# Objective 1
Can you write out again the lines of the listing from the line with "Could you provide the mask of every instance of the stone" to the line with "[[43,48],[23,44],[1,45],[0,85],[17,84],[49,72],[42,54]]", both included, leaving the picture out?

# Text block
------------------------------------------------------------
# Caring extensively what others think of you.. Fi or Fe?



## chwoey (Mar 29, 2012)

So I regretfully admit that I have noticed a certain particularity about myself.. I care extensively what others think of me.

I know it is irrational, and I know I shouldn't, but I can't help wonder what people think of me. I try to act certain ways to be perceived certain ways. For example, in high school I listened to Screamo music.. I HATED it, but I wanted other people to hear the music blasting through my headphones. 

Now a days, I listen to the type of music I want, but when I am playing it in my car and I pass by a group of people on the street or another car with its windows down I end up turning up my music in hopes someone will hear the smooth jazz dancing out my window.. I hope they will admire my taste in music and think "Wow, what a cool girl driving that car". 

I consciously try and live life so that I can be happy. I try to make choices that bring me where I want to be, but I still play up to others.. Hoping they will see me in a positive light. 

I've done so many things that I shouldn't have so that people will see me differently. From smoking cigarettes, getting drunk (I hate drinking), to even having sex with people I didn't truly want to.. I often do things simply so that others think a certain thing about me. 

It is very sad, very pathetic, but it seems to be a deeply ingrained aspect of myself. 

What do you guys think? Can anyone relate? Do you think it is an aspect of Fi shining through or rather Fe? Something else all together?


----------



## LiquidLight (Oct 14, 2011)

This is an issue that runs deeper than Fi vs Fe. Its way too long to get into right now but suffice to say, to call this Fi or Fe would be to greatly oversimplify things.


----------



## chwoey (Mar 29, 2012)

LiquidLight said:


> This is an issue that runs deeper than Fi vs Fe. Its way too long to get into right now but suffice to say, to call this Fi or Fe would be to greatly oversimplify things.


Well that's helpful?


----------



## LiquidLight (Oct 14, 2011)

The reason I say it that way is because you would have to know what was going on with the person. What was causing them to over-value the opinions of others. Was it their own sense of worthiness? Are we talking about capabilities? How is the underlying belief structure of the person organized and so on. It could be the person grew up in an environment where they were belittled or discouraged from self-expression and so have learned to cope by looking outward for validation. A lot of men have this problem for example, always looking to be validated externally by a hot woman or prestigious job, etc. Or women who are afraid of being labelled a slut. Can we really say that all women who are worried about being called a slut are Fe-types?
------------------------------------------------------------
# Extracted material
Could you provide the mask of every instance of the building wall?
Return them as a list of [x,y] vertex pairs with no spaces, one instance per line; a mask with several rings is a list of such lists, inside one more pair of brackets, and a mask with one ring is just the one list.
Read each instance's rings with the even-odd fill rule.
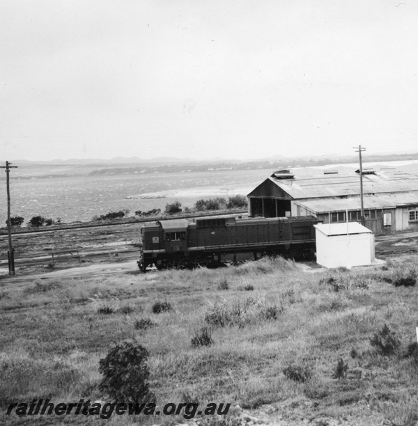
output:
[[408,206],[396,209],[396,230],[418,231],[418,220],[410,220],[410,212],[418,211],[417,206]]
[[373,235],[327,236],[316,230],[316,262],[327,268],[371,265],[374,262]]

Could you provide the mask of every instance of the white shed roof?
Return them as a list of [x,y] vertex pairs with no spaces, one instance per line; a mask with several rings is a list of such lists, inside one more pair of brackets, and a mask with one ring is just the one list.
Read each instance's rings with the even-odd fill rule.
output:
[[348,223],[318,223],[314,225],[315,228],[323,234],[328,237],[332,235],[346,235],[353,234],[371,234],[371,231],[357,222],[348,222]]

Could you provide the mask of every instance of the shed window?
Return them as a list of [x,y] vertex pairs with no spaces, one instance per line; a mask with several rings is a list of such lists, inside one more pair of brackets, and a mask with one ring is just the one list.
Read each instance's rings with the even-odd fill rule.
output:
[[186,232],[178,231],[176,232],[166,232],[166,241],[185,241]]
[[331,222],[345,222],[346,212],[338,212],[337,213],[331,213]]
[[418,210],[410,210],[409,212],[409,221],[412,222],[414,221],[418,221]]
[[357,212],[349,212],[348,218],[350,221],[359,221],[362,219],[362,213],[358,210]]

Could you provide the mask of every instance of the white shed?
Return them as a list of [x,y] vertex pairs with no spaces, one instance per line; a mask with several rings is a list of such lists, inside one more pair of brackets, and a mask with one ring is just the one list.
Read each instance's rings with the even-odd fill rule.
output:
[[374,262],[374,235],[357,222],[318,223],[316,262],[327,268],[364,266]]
------------------------------------------------------------
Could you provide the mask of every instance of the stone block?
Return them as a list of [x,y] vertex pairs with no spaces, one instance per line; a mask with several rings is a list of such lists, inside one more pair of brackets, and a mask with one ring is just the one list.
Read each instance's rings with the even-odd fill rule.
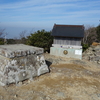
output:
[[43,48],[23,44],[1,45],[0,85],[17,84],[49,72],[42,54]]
------------------------------------------------------------
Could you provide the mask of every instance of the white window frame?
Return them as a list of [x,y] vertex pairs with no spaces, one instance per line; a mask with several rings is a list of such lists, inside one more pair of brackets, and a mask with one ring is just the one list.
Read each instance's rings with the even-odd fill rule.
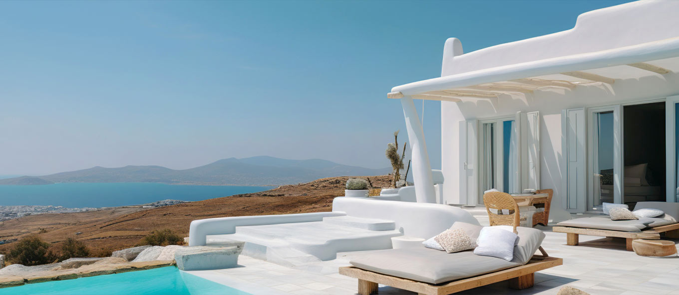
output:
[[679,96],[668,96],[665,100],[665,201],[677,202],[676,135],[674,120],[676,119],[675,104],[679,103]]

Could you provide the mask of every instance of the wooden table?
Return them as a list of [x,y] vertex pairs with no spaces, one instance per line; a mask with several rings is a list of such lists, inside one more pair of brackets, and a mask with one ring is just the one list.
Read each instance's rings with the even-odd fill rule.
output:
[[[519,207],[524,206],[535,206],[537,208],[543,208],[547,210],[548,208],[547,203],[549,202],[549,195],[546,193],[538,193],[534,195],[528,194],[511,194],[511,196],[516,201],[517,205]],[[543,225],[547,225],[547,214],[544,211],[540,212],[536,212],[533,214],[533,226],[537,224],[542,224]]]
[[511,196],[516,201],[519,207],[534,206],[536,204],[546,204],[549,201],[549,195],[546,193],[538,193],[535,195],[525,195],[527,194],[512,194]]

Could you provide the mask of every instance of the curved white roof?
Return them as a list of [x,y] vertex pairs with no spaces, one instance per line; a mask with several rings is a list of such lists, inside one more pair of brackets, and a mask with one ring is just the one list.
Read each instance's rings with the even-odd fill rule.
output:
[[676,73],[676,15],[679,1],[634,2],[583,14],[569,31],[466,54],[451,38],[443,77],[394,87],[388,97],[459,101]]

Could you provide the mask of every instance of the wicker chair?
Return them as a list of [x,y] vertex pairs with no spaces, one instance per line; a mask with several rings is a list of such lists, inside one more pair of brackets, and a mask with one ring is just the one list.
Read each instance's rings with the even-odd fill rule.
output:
------------------------------------------------------------
# Objective 2
In the forum thread on Fi versus Fe, why does LiquidLight say that calling the behavior Fi or Fe would oversimplify things? Answer in one to three sentences.

# Reply 1
Could you provide the mask of every instance of the stone block?
Return them as a list of [x,y] vertex pairs with no spaces, one instance per line; a mask with several rings is a list of such lists, inside one more pair of brackets, and a mask with one ring is just the one list.
Read each instance's rings with the even-odd fill rule.
output:
[[43,48],[23,44],[1,45],[0,85],[17,84],[49,72],[42,54]]

# Reply 2
LiquidLight says you would have to know what was going on with the person and what was causing them to over-value the opinions of others. This could involve their sense of worthiness, their capabilities, or how their underlying belief structure is organized. For example, someone who grew up belittled or discouraged from self-expression may have learned to cope by looking outward for validation.